→ DIRECTIVE
Put each line of the listing below into a numbered list, omitting any blank lines.

Records from a data collection:
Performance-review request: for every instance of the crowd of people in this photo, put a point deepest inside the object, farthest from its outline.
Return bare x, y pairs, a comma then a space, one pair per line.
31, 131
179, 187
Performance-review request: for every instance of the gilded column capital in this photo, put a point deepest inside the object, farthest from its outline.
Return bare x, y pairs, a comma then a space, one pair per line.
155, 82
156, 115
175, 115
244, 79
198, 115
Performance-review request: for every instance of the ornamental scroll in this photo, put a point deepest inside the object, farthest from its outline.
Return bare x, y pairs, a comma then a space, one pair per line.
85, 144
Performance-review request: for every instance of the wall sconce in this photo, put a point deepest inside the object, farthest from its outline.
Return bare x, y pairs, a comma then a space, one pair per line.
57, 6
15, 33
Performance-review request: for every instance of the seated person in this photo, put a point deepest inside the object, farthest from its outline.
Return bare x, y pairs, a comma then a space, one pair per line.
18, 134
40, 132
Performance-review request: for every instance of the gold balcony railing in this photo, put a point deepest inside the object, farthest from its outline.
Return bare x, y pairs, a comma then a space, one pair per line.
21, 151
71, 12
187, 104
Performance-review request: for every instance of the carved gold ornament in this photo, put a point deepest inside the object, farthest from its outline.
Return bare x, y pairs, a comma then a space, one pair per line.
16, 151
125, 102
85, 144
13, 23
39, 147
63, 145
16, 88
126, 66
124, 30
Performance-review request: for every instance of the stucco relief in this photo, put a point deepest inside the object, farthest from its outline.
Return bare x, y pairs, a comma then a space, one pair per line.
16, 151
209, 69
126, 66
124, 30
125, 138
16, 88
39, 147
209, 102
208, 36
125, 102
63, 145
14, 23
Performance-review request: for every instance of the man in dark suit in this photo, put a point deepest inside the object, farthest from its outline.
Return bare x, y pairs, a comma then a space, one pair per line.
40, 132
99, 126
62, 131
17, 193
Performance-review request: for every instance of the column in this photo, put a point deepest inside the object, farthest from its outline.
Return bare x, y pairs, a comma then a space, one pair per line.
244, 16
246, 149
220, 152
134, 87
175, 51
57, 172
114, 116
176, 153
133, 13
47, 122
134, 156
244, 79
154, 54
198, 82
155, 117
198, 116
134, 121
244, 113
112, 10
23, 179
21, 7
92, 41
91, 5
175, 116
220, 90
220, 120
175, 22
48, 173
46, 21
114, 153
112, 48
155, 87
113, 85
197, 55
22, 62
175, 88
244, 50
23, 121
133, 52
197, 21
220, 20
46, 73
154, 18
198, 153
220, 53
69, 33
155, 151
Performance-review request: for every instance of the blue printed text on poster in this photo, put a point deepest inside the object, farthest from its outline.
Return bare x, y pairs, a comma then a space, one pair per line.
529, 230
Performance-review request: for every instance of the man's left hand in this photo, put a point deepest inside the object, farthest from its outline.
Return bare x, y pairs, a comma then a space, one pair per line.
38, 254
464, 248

→ EXERCISE OUTPUT
1. Performance-review request: for every instance of the crowd of people in this photo, put a point deepest inside the object, farthest from its outline.
2. Return bare x, y pairs, a comma then a space, one pair per line.
3. 31, 131
4. 179, 187
5. Performance-review request: for every instance of the gilded column capital in this photo, put a point deepest inside the object, farthest from its outline.
6. Return bare x, y pairs, a comma then a space, one pair per line.
7. 155, 82
8. 156, 115
9. 175, 115
10. 244, 79
11. 198, 115
12. Performance-review request: for every instance of the ornamental scroll in this photo, put a point deepest inside the object, farthest from its outline.
13. Return bare x, y pairs, a comma then a space, one pair per line.
14. 85, 144
15. Performance-review request: for every instance of the wall sconce in this photo, put a point deepest inside the object, farthest from its outline.
16. Return bare x, y pairs, a comma then a space, one pair per line.
17. 57, 6
18. 15, 33
19. Performance-review request: for every instance of the seated person in this photo, put a point deepest inside the object, farthest from its outline.
20. Return bare x, y pairs, a comma then a space, one pair per line.
21. 18, 134
22. 40, 132
23. Performance-review request: for every instance of the gold balcony railing in this photo, put a point deepest inside the object, farthest from its outline.
24. Return bare x, y pairs, a comma then a space, one pair per line.
25. 21, 151
26. 71, 12
27. 187, 104
28. Performance-review request: for every instance of the carved gold ornament in this photo, put a point deepest inside the object, farthest from its outline.
29. Return bare x, y pairs, a comma then a space, one pair per line.
30. 16, 151
31. 125, 102
32. 85, 144
33. 13, 23
34. 39, 147
35. 63, 145
36. 16, 88
37. 126, 66
38. 124, 30
39. Performance-review request: for every instance of the stucco relief in this photo, put a point deepest inside the object, farthest from its outline.
40. Return bare x, y pairs, a comma then a space, one pair per line.
41. 16, 151
42. 209, 69
43. 126, 66
44. 124, 30
45. 125, 138
46. 16, 88
47. 39, 147
48. 209, 102
49. 208, 36
50. 125, 102
51. 63, 145
52. 14, 23
53. Performance-review request: for every instance of the man in dark suit in this photo, put a point deepest inside the object, farthest from its outline.
54. Return bare x, y pairs, a comma then a space, one pair per line.
55. 40, 132
56. 99, 126
57. 62, 131
58. 17, 193
59. Performance-review request: for every instance of the column in this photo, put a point deepest inside the object, farthest from its outline.
60. Return bare x, y pairs, a comma then a space, one pair per line.
61. 244, 16
62. 246, 149
63. 220, 152
64. 134, 87
65. 175, 51
66. 57, 172
67. 114, 116
68. 176, 153
69. 133, 13
70. 47, 122
71. 134, 156
72. 244, 79
73. 154, 54
74. 198, 82
75. 155, 117
76. 198, 116
77. 134, 121
78. 244, 113
79. 112, 10
80. 23, 179
81. 21, 7
82. 92, 41
83. 91, 5
84. 175, 116
85. 220, 90
86. 220, 120
87. 175, 22
88. 48, 173
89. 46, 21
90. 114, 153
91. 112, 48
92. 155, 87
93. 113, 85
94. 197, 55
95. 22, 62
96. 175, 88
97. 244, 50
98. 23, 121
99. 133, 52
100. 197, 21
101. 220, 20
102. 46, 73
103. 154, 18
104. 198, 153
105. 220, 53
106. 69, 33
107. 155, 151
108. Performance-review request: for every instance of the blue printed text on poster in this photo, put a point deepest inside the object, farthest from its outline.
109. Return bare x, y pairs, a comma then a space, one pair per line.
110. 529, 230
111. Performance-review request: for every instance of the man's left hand in this photo, put a point deepest inside the object, farthest from its outline.
112. Return bare x, y pairs, a comma then a space, one pair per line.
113. 38, 254
114. 464, 248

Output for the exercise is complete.